------ Supplied records
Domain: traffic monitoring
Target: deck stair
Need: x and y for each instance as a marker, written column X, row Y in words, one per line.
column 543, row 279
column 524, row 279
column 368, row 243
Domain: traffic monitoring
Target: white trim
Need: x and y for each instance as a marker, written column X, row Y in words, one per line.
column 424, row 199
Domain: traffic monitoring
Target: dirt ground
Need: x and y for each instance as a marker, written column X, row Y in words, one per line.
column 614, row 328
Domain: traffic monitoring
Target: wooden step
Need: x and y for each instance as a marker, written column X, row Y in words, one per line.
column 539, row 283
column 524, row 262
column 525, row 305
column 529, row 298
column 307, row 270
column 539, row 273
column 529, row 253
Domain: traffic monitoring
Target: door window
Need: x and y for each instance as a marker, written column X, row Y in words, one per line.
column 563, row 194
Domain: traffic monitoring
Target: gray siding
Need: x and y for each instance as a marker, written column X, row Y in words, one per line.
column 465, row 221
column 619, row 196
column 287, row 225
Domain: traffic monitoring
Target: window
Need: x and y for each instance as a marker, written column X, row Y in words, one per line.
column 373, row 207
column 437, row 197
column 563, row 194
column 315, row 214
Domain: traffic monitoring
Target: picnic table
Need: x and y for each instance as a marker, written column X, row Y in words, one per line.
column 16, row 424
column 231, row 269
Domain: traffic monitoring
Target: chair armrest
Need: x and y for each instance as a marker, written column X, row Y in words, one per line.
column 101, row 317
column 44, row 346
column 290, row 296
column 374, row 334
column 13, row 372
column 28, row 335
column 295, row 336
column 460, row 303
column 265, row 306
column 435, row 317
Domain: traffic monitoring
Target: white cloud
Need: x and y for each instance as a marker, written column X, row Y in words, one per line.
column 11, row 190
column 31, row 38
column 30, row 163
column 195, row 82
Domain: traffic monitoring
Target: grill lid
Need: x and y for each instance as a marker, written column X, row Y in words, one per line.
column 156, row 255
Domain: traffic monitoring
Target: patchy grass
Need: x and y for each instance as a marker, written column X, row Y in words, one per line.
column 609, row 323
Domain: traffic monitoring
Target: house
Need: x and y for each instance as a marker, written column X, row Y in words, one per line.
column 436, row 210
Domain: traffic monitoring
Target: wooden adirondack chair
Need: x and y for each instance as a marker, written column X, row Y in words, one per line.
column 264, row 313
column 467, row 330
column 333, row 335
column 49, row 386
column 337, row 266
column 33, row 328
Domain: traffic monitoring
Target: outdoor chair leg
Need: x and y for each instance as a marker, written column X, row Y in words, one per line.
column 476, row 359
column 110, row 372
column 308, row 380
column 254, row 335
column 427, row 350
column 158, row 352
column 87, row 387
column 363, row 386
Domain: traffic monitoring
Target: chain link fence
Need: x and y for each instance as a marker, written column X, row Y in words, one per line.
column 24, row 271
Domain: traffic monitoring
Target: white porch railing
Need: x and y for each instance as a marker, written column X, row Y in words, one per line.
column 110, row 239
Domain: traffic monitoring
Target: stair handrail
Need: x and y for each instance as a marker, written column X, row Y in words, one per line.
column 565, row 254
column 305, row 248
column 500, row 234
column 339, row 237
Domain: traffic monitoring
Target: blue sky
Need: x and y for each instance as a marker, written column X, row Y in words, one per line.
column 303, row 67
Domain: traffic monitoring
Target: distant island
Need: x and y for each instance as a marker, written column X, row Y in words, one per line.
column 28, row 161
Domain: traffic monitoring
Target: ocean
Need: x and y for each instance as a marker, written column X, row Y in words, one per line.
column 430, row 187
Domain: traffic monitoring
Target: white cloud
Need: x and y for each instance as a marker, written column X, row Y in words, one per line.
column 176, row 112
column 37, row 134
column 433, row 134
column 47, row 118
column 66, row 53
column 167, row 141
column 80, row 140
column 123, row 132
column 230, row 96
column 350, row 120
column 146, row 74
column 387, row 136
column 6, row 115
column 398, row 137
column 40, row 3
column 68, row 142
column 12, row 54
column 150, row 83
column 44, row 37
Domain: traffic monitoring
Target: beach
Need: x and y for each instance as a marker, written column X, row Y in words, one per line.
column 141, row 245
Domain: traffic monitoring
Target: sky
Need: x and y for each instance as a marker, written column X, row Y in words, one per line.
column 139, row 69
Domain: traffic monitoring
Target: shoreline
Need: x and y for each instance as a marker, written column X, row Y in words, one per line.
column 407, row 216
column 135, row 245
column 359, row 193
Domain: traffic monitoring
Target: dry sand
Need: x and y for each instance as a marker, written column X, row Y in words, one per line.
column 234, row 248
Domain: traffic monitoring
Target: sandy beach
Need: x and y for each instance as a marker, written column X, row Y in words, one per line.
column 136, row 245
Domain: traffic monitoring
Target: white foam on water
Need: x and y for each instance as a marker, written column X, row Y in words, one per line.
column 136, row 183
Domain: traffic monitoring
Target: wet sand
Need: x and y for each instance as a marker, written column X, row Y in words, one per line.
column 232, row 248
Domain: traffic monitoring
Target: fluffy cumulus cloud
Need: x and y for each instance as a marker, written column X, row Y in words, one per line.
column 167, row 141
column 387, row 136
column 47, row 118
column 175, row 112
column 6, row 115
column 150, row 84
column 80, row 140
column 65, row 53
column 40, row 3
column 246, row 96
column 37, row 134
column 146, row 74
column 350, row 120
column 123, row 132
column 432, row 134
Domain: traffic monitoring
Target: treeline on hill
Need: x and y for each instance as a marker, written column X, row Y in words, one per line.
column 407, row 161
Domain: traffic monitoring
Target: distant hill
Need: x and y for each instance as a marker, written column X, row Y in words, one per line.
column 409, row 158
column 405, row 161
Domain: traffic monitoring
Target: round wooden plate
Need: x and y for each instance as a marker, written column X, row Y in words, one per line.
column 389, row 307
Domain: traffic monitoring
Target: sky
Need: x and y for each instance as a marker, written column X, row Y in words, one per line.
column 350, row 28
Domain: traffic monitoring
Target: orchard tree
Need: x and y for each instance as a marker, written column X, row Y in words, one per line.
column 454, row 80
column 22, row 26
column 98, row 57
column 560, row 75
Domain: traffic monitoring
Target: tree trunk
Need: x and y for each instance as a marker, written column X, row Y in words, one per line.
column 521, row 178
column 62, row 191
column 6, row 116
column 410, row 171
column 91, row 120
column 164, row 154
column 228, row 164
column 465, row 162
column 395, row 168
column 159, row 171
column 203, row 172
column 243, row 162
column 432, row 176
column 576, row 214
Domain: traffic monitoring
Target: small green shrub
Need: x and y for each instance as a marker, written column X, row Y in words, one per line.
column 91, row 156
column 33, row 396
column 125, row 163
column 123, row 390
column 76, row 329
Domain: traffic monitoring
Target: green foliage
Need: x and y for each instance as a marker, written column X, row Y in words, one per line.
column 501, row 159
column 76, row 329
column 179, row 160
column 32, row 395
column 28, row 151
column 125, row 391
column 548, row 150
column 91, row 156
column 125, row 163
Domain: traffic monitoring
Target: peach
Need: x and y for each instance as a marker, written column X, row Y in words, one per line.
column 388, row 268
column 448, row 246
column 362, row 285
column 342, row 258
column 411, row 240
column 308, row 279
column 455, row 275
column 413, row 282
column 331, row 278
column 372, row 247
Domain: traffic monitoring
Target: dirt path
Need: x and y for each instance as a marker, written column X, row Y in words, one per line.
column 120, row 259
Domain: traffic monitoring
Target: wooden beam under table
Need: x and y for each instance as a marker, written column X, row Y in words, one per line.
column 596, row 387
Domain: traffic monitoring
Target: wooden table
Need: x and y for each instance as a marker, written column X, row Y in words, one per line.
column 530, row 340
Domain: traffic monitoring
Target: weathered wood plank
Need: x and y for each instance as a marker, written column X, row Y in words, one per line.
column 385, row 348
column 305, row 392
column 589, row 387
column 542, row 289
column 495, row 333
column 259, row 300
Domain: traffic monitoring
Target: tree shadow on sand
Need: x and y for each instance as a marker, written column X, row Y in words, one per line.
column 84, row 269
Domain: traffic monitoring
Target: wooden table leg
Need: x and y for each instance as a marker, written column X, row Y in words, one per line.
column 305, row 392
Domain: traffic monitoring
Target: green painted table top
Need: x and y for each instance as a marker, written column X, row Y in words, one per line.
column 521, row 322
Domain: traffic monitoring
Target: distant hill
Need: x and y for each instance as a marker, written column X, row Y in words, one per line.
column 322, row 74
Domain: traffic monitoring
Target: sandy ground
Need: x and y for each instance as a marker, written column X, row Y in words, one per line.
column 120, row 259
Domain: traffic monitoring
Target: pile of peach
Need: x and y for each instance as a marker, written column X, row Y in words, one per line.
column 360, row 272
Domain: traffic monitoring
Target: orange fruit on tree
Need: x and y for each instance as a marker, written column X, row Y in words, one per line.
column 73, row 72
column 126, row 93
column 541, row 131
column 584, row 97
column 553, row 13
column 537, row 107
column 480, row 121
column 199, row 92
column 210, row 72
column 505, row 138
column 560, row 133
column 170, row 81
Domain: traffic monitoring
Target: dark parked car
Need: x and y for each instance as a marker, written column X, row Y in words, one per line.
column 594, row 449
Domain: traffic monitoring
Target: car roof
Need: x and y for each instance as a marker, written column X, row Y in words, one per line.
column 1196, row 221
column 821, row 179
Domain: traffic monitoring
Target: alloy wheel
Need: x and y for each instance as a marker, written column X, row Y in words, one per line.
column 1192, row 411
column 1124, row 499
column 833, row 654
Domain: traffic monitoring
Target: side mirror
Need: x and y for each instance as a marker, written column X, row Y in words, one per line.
------------
Reproduce verbatim the lines above, from the start of the records through the line containing "column 231, row 269".

=== Full answer ===
Domain: traffic monitoring
Target: deck stair
Need: x and y for each instance as a marker, written column X, row Y in words, one per line.
column 543, row 279
column 524, row 279
column 368, row 243
Domain: traffic monitoring
Target: white trim
Need: x and y for each instance as a marker, written column X, row Y in words, one per line.
column 424, row 199
Domain: traffic monitoring
Target: dirt ground
Need: x and y for each instance as a marker, written column X, row Y in words, one per line.
column 614, row 328
Domain: traffic monitoring
Target: wooden step
Need: x and y for each instance as a marker, written column X, row Y in words, one per line.
column 539, row 283
column 524, row 262
column 525, row 305
column 529, row 298
column 307, row 270
column 539, row 273
column 529, row 253
Domain: traffic monitoring
Target: door window
Need: x and y for each instance as a marker, written column X, row Y in words, one per line.
column 563, row 194
Domain: traffic monitoring
Target: gray siding
Need: x and y for each instance as a marker, written column X, row Y in words, one per line.
column 465, row 221
column 619, row 196
column 287, row 225
Domain: traffic monitoring
Target: window
Need: x and y for each instance as a marker, written column X, row Y in words, one per line.
column 373, row 207
column 437, row 197
column 563, row 194
column 315, row 214
Domain: traffic monitoring
Target: picnic table
Need: x and y for each instance as a marker, written column X, row Y in words, one per line.
column 16, row 424
column 231, row 269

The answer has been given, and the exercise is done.